[Point labels for objects]
+++
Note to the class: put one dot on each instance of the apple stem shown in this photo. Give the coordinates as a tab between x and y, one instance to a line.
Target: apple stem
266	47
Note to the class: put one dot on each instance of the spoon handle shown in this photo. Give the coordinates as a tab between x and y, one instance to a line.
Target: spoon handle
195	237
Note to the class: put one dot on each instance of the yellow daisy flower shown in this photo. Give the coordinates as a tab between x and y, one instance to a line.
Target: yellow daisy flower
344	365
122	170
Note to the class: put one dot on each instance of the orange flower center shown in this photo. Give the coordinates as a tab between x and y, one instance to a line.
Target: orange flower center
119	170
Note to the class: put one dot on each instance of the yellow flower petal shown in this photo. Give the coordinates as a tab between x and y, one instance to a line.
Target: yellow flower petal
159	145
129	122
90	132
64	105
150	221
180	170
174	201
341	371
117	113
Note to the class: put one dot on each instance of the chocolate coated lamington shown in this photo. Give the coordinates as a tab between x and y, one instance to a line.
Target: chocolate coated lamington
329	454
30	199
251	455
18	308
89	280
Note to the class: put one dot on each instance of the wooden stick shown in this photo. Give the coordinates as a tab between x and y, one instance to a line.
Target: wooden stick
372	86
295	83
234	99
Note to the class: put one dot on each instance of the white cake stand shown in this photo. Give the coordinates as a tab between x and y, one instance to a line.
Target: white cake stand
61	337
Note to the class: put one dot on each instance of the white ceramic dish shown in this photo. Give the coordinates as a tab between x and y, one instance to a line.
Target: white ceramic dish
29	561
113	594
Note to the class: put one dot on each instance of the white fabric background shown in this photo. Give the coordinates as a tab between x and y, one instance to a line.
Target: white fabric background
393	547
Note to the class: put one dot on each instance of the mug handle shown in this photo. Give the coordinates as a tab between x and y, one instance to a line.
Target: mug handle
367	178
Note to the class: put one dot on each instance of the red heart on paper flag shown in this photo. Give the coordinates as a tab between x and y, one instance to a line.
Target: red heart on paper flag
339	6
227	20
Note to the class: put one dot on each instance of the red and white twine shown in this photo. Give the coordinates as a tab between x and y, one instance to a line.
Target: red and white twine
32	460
+++
▶ [TASK TO COMPLETE]
Rewrite all the rows above as a numbered list, leaving out any blank lines.

▶ [EXERCISE OUTPUT]
1. Note to the class: put one dot on each instance of the apple stem shown in this photo. Give the coordinates as a tab between x and y, one instance to a line.
2. Target: apple stem
3. 266	47
4. Note to the class: put one dot on each instance of the spoon handle shown in this photo. Give the coordinates as a tab between x and y, one instance to a line.
5. Target: spoon handle
6. 195	237
7. Note to the class: put one dot on each instance of the yellow daisy flower shown in this photo. Give the coordinates as a tab between x and y, one instance to a line.
8. Target: yellow daisy flower
9. 344	365
10. 122	170
11. Note to the class: put one dot on each instance of the orange flower center shown in this photo. Give the coordinates as a tab between x and y, one instance to a line.
12. Target: orange flower center
13. 119	170
14. Note to the class: put one dot on each instance of the yellow flower petal shown in this photo. Give the coordinates as a tab between x and y, one instance to a line.
15. Target: yellow flower petal
16. 159	145
17. 129	122
18. 90	132
19. 64	105
20. 150	221
21. 180	170
22. 174	201
23. 341	371
24. 117	113
25. Note to the class: put one dot on each instance of the chocolate coated lamington shown in this photo. Give the coordinates as a tab between x and y, one instance to a line.
26. Target: chocolate coated lamington
27. 329	454
28. 30	199
29. 251	455
30. 18	308
31. 89	280
32. Note to the class: put one dot on each instance of the wooden stick shown in this photo. Give the coordinates as a tab between x and y, one instance to a line.
33. Target: wooden stick
34. 372	86
35. 295	83
36. 234	99
37. Note to the class: put one dot on each instance of the white cake stand shown in this photo. Give the coordinates as a tab between x and y, one instance to a line.
38. Target: white cake stand
39. 61	337
40. Note to the class: put one dot on each instance of the white ceramic dish shown in this photo. Give the coordinates as a tab between x and y, one instance to a line.
41. Target: white ceramic dish
42. 29	561
43. 113	594
44. Note to the class: put one dot on each instance of the white fabric background shown in this photo. Give the coordinates as a tab between x and y, one instance to a line.
45. Target: white fabric background
46. 393	547
47. Note to the class: put one dot on each instance of the mug handle shown in this photo. Give the coordinates as a tab between x and y, one instance to a line.
48. Target: mug handle
49. 367	178
50. Note to the class: put one dot on each instance of the red heart on paper flag shown in this photo. Give the coordinates as a tab between x and y, one instance to a line.
51. Target: red heart on paper flag
52. 339	6
53. 227	20
54. Note to the class: put one dot on each instance of the red and white twine shown in this photo. Give the coordinates as a tab between x and y, one instance to a line.
55. Target: red and white twine
56. 32	460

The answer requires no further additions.